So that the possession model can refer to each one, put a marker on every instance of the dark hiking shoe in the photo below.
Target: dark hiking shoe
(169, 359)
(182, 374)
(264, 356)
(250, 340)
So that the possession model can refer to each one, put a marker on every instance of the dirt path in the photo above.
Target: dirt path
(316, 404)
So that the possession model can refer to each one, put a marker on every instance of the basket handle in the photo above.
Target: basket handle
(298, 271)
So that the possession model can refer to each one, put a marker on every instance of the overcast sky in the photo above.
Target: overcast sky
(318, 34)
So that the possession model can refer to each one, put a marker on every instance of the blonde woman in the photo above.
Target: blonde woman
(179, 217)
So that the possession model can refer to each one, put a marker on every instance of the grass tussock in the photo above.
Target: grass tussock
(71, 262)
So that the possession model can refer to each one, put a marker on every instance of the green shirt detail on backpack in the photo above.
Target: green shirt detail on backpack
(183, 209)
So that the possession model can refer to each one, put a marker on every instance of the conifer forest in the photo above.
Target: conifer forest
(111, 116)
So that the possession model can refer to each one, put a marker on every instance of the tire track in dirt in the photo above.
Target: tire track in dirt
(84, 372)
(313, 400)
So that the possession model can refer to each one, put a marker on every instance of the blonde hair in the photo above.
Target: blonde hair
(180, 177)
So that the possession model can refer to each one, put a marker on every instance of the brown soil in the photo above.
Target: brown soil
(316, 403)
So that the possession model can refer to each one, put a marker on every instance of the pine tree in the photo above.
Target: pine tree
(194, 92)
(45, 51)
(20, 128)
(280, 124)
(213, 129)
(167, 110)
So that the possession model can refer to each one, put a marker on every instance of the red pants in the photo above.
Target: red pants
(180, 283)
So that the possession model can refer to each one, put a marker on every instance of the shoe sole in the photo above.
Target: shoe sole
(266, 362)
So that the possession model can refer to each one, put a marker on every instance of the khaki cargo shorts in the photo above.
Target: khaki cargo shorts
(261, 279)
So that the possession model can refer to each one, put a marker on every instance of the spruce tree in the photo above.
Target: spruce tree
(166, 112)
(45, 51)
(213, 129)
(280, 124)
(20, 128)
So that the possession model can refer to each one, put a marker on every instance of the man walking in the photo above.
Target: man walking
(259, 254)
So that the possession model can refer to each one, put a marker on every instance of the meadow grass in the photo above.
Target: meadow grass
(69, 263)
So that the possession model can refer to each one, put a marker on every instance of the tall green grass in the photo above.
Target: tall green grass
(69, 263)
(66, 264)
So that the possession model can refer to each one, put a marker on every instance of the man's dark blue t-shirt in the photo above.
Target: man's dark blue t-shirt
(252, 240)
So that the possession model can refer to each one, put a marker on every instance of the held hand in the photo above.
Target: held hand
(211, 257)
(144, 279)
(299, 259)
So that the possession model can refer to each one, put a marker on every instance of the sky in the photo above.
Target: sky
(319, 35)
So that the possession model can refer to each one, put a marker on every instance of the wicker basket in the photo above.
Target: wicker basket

◆ ◆ ◆

Work request: Please transcribe the lines from the one containing "Target: shoe sole" through the last line of the records. Include both ends and nothing else.

Your solution:
Target: shoe sole
(266, 362)
So that the possession model can refer to each one, put a marker on every instance of the khaki cargo shorts in the photo above.
Target: khaki cargo shorts
(261, 279)
So that the possession model can refer to each one, put a marker on every instance of the spruce tree in the photo above.
Target: spruce tree
(166, 112)
(45, 51)
(213, 129)
(280, 124)
(20, 128)
So that the possession model can refer to each one, put a marker on every instance of the man walking in the photo above.
Target: man walking
(259, 254)
So that the possession model can refer to each one, put a marker on every instance of the meadow grass in the photo above.
Target: meadow grass
(69, 263)
So that the possession model can refer to each one, put a marker on every instance of the tall green grass in the photo above.
Target: tall green grass
(69, 263)
(66, 264)
So that the possession model can refer to each one, put a marker on every instance of the man's dark blue t-shirt in the photo above.
Target: man's dark blue t-shirt
(252, 240)
So that the possession model can refer to each one, put a marker on every instance of the held hand in the photo above.
Target: held hand
(211, 257)
(144, 279)
(299, 259)
So that the possession model can refer to each one, put a marker on every instance of the sky in the photo above.
Target: sky
(319, 35)
So that the possession model can refer to each one, put a marker on every instance of the wicker basket in the photo above.
Target: wicker basket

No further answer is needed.